*Page text*
Chew on this

Chew on this

[Michael Barr]

Has anybody seen the following symmetric closed monoidal category?  Let
#A# be a category tripleable over Set.  Let #V# be the comma category
(F,#V#), F being the free functor.  So an object (S,s,A) is an arrow s:FS
--> A and a map (S,s,A) to (T,t,B) is a pair f: S --> T and g: A --> B
making the obvious square commute.  The closed structure (S,s,A) --o
(T,t,B) is a certain arrow of the form (Hom((S,s,A),(T,t,B),?,B^S).  The
monoidal structure is fairly ugly, but it exists. 

Of course, an object (S,s,A) can also be thought of as an S-tuple of
elements of A, by adjointness.

Michael

Re: Chew on this

[Mamuka Jibladze]

One more comment on that fascinating ugly monoidal structure. Many
years ago D. Pataraia as a student was asked to realise tensor product of
vector spaces (V and W over k) as a colimit. He then came up with a
diagram (sorry for still more ugly notation)

                                 k_{v,w}
                                 /    \
                                /      \
                              |_        _|
                            V_w          W_v

That is, vertices of the diagram consist of U(W) copies of V, U(V) copies
of W, and U(V)xU(W) copies of k (U is the forgetful functor to sets). And
the maps... well, you guess.

The reason this is relevant is that in the Barr's monoidal category, the
product of (S->U(A)) and (T->U(B)) is (SxT->U(C)) where C is the colimit,
in the category of algebras, of

                                 F(1)_{s,t}
                                 /    \
                                /      \
                              |_        _|
                            A_t          B_s

It does not look so ugly after all, does it?

:),
Mamuka

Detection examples
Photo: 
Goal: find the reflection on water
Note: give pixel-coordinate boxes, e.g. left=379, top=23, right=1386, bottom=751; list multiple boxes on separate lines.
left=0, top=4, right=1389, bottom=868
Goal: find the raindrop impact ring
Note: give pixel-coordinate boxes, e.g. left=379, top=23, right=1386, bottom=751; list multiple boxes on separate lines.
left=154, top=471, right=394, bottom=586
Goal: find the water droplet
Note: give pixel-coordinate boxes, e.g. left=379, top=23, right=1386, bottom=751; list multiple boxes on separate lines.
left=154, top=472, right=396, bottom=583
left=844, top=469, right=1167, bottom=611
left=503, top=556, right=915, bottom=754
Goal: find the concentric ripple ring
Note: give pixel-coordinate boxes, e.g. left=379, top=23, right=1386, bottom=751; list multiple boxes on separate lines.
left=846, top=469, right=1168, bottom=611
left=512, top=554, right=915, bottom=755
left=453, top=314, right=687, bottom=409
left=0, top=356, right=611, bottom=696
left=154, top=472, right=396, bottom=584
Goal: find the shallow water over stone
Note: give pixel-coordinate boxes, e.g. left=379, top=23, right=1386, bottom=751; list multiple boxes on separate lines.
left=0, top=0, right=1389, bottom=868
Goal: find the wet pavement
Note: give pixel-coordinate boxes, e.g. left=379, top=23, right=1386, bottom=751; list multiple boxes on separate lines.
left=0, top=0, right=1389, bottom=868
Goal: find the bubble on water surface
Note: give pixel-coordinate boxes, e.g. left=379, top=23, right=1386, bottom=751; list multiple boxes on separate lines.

*What is asked*
Write out the full "Chew on this" thread from the top of the page word for word, including both messages and the two diagrams.

*Completed task*
Chew on this

Chew on this

[Michael Barr]

Has anybody seen the following symmetric closed monoidal category?  Let
#A# be a category tripleable over Set.  Let #V# be the comma category
(F,#V#), F being the free functor.  So an object (S,s,A) is an arrow s:FS
--> A and a map (S,s,A) to (T,t,B) is a pair f: S --> T and g: A --> B
making the obvious square commute.  The closed structure (S,s,A) --o
(T,t,B) is a certain arrow of the form (Hom((S,s,A),(T,t,B),?,B^S).  The
monoidal structure is fairly ugly, but it exists. 

Of course, an object (S,s,A) can also be thought of as an S-tuple of
elements of A, by adjointness.

Michael

Re: Chew on this

[Mamuka Jibladze]

One more comment on that fascinating ugly monoidal structure. Many
years ago D. Pataraia as a student was asked to realise tensor product of
vector spaces (V and W over k) as a colimit. He then came up with a
diagram (sorry for still more ugly notation)

                                 k_{v,w}
                                 /    \
                                /      \
                              |_        _|
                            V_w          W_v

That is, vertices of the diagram consist of U(W) copies of V, U(V) copies
of W, and U(V)xU(W) copies of k (U is the forgetful functor to sets). And
the maps... well, you guess.

The reason this is relevant is that in the Barr's monoidal category, the
product of (S->U(A)) and (T->U(B)) is (SxT->U(C)) where C is the colimit,
in the category of algebras, of

                                 F(1)_{s,t}
                                 /    \
                                /      \
                              |_        _|
                            A_t          B_s

It does not look so ugly after all, does it?

:),
Mamuka